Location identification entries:

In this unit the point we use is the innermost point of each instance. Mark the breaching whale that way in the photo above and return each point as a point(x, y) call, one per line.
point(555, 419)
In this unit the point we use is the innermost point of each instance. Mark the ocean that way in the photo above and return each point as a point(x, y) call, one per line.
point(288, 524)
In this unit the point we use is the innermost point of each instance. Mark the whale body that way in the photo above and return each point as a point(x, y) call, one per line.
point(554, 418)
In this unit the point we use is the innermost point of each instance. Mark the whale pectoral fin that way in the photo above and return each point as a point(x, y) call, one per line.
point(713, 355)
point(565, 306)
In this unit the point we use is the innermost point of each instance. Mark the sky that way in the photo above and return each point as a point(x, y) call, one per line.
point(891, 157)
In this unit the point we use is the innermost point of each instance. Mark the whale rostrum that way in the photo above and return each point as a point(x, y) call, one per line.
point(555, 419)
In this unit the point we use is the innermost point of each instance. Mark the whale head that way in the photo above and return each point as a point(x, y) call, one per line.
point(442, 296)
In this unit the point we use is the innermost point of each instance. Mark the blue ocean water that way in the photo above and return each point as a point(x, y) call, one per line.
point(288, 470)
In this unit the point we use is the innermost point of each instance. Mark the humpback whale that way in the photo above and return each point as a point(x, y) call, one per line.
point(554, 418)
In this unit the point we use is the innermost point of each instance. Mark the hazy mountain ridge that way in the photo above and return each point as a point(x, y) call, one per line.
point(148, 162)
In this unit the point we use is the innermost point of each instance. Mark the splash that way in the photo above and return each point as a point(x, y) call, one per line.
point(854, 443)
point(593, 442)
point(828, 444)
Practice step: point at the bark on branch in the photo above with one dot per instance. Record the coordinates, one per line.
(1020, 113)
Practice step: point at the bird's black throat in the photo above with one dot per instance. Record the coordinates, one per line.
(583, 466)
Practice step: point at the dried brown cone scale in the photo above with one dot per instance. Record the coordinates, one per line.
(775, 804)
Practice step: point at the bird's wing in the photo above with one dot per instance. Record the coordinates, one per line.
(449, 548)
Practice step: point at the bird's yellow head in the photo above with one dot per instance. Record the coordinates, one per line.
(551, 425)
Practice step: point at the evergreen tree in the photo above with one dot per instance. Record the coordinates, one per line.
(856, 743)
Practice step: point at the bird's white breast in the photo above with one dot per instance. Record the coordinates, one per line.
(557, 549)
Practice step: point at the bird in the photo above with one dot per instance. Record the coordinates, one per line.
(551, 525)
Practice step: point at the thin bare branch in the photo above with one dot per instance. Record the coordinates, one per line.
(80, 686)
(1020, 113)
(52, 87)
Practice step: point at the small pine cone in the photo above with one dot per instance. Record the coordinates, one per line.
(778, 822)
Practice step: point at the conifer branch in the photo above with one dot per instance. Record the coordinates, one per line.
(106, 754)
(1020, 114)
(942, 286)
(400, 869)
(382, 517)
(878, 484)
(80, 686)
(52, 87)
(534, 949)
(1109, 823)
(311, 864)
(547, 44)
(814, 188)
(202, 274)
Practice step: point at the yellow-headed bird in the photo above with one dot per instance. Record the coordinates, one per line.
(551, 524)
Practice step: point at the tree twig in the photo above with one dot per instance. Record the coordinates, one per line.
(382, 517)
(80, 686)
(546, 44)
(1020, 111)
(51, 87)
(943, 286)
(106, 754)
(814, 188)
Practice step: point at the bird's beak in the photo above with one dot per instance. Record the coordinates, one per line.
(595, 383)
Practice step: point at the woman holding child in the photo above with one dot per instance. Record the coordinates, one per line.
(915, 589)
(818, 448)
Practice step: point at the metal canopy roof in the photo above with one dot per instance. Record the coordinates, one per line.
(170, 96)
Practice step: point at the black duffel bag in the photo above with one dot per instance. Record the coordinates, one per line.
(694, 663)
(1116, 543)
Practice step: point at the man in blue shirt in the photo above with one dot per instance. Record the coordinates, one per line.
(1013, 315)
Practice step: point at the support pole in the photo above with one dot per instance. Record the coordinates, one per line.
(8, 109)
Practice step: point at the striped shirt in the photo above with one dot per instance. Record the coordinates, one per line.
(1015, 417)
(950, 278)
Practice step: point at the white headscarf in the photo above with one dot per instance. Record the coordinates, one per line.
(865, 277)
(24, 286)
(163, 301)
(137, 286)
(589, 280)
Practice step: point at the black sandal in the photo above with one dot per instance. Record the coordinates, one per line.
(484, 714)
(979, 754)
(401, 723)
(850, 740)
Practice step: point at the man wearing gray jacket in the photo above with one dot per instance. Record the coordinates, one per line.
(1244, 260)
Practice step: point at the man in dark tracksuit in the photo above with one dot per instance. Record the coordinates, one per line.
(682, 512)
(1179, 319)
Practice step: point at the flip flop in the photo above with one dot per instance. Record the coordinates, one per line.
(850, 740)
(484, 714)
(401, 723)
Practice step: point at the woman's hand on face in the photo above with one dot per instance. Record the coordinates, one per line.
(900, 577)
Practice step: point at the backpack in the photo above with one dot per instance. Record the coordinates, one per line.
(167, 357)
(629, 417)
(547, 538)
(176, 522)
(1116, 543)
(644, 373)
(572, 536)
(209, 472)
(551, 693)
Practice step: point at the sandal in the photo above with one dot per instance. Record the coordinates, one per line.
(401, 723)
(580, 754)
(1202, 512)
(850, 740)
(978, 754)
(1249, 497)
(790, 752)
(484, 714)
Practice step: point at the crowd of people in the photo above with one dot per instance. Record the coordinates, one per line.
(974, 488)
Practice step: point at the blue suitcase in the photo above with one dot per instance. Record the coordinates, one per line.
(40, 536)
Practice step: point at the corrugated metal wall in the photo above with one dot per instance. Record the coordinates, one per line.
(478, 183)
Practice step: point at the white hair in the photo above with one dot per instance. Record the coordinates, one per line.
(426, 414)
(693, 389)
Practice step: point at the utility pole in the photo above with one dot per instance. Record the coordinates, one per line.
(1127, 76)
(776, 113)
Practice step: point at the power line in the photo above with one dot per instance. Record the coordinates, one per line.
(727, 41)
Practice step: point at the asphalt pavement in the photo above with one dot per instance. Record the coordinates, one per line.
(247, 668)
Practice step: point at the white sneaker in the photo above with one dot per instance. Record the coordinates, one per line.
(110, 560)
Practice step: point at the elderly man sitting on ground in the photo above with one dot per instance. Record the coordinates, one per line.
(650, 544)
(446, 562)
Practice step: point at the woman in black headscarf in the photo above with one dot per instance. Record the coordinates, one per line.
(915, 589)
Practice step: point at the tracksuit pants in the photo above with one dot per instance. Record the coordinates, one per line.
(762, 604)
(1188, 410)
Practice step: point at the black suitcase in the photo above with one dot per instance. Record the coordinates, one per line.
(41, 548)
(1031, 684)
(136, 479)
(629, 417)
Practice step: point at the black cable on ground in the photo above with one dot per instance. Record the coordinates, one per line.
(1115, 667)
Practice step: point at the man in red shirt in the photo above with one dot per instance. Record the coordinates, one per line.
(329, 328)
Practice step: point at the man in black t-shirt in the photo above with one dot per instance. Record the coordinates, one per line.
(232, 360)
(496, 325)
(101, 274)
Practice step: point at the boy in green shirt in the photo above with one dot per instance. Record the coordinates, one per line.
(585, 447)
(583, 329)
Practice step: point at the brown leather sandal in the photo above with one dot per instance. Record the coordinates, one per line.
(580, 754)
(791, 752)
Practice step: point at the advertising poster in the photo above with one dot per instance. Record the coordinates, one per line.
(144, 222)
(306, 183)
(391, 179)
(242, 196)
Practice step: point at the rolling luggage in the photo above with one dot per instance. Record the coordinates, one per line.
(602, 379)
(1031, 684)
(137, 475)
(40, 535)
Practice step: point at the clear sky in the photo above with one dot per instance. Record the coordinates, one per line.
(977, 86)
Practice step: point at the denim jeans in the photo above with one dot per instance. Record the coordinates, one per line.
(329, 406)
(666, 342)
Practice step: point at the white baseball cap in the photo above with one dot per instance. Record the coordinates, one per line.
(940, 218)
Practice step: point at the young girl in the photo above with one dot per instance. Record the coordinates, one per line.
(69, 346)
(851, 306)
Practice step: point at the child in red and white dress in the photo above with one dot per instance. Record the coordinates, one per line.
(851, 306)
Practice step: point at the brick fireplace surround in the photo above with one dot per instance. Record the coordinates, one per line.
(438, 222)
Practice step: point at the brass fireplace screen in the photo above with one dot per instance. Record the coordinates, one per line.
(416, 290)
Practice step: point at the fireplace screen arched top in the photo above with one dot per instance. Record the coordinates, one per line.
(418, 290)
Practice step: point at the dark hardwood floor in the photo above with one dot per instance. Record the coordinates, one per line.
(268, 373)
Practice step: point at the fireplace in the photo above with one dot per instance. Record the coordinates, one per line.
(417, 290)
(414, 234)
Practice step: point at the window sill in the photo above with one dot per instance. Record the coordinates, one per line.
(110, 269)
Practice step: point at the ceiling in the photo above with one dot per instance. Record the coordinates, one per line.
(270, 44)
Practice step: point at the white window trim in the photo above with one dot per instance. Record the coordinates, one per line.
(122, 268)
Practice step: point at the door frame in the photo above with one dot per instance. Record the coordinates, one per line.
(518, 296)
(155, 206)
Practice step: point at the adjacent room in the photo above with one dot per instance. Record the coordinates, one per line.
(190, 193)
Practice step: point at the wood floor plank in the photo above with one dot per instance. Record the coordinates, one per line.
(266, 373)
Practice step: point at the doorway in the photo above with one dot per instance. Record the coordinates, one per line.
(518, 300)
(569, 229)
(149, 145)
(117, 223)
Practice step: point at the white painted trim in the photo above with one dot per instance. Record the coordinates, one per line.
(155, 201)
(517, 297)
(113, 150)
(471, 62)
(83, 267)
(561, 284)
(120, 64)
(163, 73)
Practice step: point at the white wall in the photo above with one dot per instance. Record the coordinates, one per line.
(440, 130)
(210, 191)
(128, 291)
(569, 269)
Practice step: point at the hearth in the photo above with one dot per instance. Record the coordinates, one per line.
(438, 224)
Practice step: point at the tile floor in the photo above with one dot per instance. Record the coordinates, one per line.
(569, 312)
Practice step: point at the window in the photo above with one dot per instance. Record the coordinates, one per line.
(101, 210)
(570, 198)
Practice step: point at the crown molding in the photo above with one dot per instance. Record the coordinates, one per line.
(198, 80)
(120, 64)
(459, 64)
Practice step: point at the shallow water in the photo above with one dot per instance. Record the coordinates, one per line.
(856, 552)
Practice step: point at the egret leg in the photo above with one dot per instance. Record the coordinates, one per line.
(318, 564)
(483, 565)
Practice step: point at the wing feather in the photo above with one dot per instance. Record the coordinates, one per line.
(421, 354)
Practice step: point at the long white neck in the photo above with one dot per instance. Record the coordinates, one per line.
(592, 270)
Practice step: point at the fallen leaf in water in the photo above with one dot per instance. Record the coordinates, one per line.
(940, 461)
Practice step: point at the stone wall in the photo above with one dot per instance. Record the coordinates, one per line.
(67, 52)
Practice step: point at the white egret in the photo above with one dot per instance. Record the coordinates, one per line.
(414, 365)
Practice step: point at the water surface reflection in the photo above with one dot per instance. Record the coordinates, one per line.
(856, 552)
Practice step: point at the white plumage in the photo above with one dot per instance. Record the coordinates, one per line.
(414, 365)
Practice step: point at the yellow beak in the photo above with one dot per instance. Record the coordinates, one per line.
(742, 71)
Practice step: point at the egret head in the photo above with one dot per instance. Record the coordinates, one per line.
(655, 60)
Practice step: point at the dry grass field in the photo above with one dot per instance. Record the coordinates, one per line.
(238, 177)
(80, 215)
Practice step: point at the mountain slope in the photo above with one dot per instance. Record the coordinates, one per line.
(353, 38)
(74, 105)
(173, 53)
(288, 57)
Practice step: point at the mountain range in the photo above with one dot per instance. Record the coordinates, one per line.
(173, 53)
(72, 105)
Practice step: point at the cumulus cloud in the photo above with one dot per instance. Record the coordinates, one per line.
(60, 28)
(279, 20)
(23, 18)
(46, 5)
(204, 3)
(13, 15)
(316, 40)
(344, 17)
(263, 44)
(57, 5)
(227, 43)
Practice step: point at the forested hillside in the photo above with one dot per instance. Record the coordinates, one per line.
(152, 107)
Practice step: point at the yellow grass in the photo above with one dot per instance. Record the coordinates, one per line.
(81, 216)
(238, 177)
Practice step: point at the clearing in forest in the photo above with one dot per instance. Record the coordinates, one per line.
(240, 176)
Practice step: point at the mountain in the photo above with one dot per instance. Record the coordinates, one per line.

=== EXERCISE ===
Repeat exactly, and only, the lines from the line containing "Practice step: point at the egret head" through the last line of the records above, both included.

=== EXPECTED ANSWER ===
Practice step: point at the egret head in the photo above with one dot per instance. Record the coordinates, one per line.
(655, 60)
Practice step: point at the dry grass field in the photo above with one dot per instance. Record the coordinates, one per line.
(238, 177)
(80, 215)
Practice step: point at the mountain slope in the photo above with one dot per instance. Record the coordinates, one per line.
(353, 38)
(74, 105)
(173, 53)
(288, 57)
Practice step: point at the mountain range in the photo above with one dot per instance. Record the coordinates, one per line.
(173, 53)
(72, 105)
Practice step: point at the cumulus cloud in the photo above with one dot per instance. Record the coordinates, one per line.
(60, 28)
(279, 20)
(23, 18)
(46, 5)
(204, 3)
(13, 15)
(316, 40)
(344, 17)
(263, 44)
(57, 5)
(227, 43)
Practice step: point at the forested hillside in the photo above with one dot per instance. Record the coordinates, one per line.
(152, 107)
Practice step: point at the yellow grass in the photo above with one dot per instance. Record the coordinates, one per line.
(81, 216)
(238, 177)
Practice step: point at the clearing in forest in the photo above with one dot per instance. Record the coordinates, one per line.
(240, 176)
Practice step: point at the mountain in the photo above with one dot per instance. Record the coordinates, one per line.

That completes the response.